───── Provided data ─────

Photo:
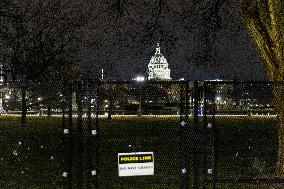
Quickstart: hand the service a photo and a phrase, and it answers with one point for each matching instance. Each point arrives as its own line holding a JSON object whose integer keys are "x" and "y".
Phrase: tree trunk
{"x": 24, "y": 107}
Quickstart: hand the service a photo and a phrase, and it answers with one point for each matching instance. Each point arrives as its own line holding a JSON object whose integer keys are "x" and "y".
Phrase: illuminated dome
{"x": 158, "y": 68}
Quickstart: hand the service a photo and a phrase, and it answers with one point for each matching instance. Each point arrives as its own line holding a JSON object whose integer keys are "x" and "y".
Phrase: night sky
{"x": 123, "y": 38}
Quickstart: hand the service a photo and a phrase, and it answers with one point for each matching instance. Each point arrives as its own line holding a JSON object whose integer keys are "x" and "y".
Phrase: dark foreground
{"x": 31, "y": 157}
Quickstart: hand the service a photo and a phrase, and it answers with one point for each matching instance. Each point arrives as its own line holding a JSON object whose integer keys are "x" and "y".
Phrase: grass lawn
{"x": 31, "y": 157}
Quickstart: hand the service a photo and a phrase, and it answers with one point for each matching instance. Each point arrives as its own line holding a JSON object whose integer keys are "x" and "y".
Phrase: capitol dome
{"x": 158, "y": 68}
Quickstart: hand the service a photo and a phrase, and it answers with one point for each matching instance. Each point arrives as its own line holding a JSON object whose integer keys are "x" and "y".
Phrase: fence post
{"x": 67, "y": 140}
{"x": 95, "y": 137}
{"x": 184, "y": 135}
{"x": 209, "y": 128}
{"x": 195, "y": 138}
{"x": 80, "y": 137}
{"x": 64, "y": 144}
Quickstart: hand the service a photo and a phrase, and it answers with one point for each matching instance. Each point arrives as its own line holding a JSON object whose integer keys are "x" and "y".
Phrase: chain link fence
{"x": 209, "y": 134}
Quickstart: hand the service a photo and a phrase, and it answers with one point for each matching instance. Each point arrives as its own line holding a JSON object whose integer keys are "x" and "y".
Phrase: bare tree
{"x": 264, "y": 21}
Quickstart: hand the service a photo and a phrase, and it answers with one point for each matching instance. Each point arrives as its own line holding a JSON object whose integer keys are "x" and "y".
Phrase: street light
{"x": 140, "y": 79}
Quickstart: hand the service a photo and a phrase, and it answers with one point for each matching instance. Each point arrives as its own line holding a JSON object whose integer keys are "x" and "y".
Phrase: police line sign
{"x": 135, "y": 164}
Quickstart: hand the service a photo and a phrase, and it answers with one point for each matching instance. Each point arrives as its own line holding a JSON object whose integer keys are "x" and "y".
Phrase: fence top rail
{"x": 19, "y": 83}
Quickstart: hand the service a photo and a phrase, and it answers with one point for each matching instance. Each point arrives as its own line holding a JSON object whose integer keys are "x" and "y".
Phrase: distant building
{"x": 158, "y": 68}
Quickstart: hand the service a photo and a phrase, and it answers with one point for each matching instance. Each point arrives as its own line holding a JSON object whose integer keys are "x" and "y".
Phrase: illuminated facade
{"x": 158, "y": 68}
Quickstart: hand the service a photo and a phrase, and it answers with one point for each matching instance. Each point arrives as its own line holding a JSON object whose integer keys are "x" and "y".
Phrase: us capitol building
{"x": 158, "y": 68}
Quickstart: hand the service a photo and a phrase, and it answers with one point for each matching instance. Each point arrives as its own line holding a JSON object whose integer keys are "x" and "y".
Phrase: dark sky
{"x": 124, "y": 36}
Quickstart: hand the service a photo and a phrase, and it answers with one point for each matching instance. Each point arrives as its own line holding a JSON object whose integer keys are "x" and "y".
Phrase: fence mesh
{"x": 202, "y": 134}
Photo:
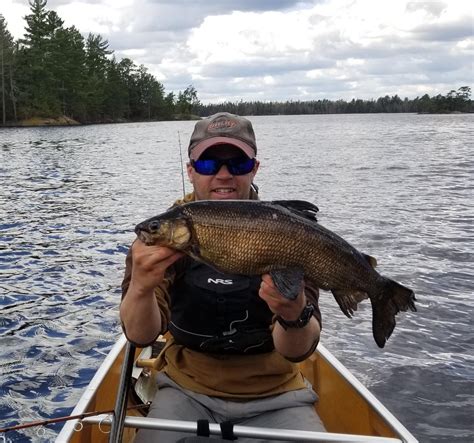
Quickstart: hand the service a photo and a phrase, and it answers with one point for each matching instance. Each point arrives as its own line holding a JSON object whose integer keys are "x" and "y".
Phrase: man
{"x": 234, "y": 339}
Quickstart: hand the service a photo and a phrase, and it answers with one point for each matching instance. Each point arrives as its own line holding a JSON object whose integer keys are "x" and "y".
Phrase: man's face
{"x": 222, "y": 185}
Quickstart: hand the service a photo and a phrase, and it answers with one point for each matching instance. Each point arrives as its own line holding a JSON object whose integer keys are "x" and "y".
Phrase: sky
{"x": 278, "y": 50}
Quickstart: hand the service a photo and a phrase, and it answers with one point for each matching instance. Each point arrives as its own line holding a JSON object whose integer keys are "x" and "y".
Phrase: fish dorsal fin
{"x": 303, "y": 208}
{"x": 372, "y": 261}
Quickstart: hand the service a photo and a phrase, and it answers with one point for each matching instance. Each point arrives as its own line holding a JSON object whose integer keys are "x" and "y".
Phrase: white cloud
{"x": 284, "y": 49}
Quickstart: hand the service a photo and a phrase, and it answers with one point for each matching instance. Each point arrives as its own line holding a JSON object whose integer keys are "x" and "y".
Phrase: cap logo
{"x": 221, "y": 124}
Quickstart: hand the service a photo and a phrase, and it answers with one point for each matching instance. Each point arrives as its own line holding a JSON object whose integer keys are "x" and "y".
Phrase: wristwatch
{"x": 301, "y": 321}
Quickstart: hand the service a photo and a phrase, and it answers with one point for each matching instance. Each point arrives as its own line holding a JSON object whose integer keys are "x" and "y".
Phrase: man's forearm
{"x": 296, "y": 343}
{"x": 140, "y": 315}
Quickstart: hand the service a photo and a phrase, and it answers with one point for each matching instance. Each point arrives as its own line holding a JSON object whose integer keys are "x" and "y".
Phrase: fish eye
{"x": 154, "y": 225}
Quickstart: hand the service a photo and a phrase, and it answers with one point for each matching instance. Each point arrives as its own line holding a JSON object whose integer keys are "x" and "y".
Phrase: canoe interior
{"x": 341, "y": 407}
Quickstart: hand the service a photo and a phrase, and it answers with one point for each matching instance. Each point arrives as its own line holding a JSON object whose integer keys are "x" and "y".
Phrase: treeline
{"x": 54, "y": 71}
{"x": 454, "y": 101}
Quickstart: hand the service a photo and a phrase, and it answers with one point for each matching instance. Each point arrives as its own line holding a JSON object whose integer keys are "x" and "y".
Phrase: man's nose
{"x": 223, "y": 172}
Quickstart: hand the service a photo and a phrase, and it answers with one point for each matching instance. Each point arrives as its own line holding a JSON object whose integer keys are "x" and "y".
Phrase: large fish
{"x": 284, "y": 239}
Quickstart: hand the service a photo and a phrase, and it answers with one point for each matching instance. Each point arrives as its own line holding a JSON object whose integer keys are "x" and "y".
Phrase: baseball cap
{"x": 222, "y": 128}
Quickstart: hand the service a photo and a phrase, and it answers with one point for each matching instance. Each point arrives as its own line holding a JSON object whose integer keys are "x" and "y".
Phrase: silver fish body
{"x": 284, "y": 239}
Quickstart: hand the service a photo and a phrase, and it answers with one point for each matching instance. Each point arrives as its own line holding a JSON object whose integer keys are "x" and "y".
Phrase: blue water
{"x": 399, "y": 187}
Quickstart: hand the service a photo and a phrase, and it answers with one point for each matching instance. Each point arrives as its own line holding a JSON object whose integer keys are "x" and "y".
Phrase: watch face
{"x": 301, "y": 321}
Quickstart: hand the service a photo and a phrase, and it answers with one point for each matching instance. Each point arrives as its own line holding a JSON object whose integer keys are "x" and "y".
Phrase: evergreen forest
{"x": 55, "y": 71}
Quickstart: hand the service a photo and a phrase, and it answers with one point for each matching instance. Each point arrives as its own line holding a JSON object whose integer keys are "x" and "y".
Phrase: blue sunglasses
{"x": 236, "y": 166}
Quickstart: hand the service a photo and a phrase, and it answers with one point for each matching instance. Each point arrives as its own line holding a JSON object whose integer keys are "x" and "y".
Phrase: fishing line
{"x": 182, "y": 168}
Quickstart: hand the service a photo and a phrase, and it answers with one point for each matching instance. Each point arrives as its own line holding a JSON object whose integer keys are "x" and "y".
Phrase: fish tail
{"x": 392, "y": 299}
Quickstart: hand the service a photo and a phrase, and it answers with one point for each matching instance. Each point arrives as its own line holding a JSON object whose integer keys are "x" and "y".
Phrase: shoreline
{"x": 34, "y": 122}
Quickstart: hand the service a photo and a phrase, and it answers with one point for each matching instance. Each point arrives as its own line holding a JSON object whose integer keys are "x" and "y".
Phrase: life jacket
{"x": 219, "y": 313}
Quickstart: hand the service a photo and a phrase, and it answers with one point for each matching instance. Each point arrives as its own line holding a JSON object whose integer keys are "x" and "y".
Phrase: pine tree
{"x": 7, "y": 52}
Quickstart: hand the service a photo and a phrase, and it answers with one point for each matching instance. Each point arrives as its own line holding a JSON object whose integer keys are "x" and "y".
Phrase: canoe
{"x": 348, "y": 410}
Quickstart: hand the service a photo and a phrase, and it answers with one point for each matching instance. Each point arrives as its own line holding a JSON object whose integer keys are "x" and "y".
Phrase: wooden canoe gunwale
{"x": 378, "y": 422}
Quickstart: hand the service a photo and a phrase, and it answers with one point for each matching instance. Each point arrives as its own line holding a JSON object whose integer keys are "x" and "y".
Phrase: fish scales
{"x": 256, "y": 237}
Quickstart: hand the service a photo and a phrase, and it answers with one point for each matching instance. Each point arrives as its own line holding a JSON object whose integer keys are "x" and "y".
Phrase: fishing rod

─────

Required action
Each line from the one holding "Phrase: pine tree" through the last line of the data is to be transcribed exactly, with nothing else added.

Written solution
Phrase: pine tree
{"x": 7, "y": 52}
Quickstart: hand the service a photo and a phrase, and it answers with one point for each matching instance. Each point arrives as its own line holding a JSON object whose integer keys are "x" and "y".
Phrase: canoe
{"x": 348, "y": 410}
Quickstart: hand the service a photo and a phrase, and it answers with one point for each matching instance. Each point arrives as its own line holding a JSON object whose integer keys are "x" and "y".
Phrase: wooden canoe gunwale
{"x": 378, "y": 422}
Quickstart: hand the service a photo and a phrase, and it answers with one point for each matching instance. Each point arrives as its own line holding a JSON object whose integer keys are "x" and "y".
Phrase: fish scales
{"x": 256, "y": 237}
Quickstart: hand the service a photo and a phrase, and it answers with one point for each matching instance. Each point arrives as its own line holding a JSON object whose integer keys are "x" and "y".
Phrase: fishing rod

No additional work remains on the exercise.